### [Supplied text]

[Start of section]

This evening I have been reading Hammond Innes’ “Sea and Islands”. published in 1967. Hammond Innes was one of the earliest authors I read – well before James Bond. In retrospect, I found his stories far more exciting, if less fashionable, than Ian Fleming’s.

The book was hidden on a shelf in my favourite used-book shop – Books by the Sea in Bude, Cornwall. Apart from the author and the subject, I was bowled over by the dated dust jacket. A whole different era.

In “Sea and Islands”, Innes describes various voyages in his Robert Clark designed, 42 foot, masthead cruiser-racer ‘Mary Deare’. He describes being dismasted in the RORC’s  North Sea Race; a cruise ‘rockhopping’ in Scandinavia and then taking the boat to the Mediterranean and exploring the Greek Islands.

It is when he starts to describe the islands and the sea between them that the book comes alive. I am only half way through the book but the islands themselves have brought life to it.

That’s not all: “Apart for the Mediterranean Pilot Vol. IV, our Bible throughout was Henry Denham’s “The Aegean”. This sea guide to the coasts and islands of Greece was most conveniently published the previous year (1963), and knowing that I was bound for his previous happy hunting ground, the author has kindly sent me a copy. It is the perfect introduction to island landfalls, for it not only gives the port information necessary before sailing in, but also geographical and historical details in conveniently concise form.”

[End of section]

### [Prompt 1]
Answer these from the post on "Sea and Islands":
(a) In what year was "Sea and Islands" published?
(b) In what town is the used-book shop where the book was found?
(c) Who designed the boat 'Mary Deare'?
### [Prompt 2]
Using the post on "Sea and Islands", list each voyage in the 'Mary Deare' that Innes describes.
You won't need the rows to do these tasks.

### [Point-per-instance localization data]

[Start of section]

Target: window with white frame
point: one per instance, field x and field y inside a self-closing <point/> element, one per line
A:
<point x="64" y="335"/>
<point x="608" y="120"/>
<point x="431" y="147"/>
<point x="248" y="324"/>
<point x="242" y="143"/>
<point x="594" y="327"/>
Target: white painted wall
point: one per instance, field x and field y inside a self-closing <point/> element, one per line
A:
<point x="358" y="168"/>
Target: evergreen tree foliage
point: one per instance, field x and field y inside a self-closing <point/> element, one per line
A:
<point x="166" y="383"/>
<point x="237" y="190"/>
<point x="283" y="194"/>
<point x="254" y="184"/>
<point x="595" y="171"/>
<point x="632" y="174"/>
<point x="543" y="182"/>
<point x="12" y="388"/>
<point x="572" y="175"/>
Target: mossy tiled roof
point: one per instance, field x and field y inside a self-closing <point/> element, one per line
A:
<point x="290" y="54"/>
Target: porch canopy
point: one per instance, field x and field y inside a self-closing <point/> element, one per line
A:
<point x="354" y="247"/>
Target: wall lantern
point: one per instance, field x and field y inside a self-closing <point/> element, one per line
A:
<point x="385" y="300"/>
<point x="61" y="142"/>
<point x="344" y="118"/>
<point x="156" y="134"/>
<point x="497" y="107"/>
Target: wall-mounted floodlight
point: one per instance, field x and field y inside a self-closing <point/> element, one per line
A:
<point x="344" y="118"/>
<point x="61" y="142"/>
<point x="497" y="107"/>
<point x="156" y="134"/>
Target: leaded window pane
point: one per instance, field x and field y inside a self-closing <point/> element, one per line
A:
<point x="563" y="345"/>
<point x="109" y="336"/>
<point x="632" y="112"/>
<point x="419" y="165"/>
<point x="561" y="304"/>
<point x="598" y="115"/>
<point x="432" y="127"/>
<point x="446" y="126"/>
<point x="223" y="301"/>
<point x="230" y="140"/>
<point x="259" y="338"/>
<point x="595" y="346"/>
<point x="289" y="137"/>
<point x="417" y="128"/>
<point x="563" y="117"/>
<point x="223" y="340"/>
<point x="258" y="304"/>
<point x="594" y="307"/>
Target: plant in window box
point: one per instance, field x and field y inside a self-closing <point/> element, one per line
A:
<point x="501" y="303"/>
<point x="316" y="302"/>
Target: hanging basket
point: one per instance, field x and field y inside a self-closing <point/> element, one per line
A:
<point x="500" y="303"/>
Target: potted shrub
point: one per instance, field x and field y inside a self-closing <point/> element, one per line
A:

[End of section]

### [Exercise response 1]
(a) 1967
(b) Bude, Cornwall
(c) Robert Clark

### [Exercise response 2]
- The RORC's North Sea Race, in which he was dismasted
- A cruise "rockhopping" in Scandinavia
- Taking the boat to the Mediterranean and exploring the Greek Islands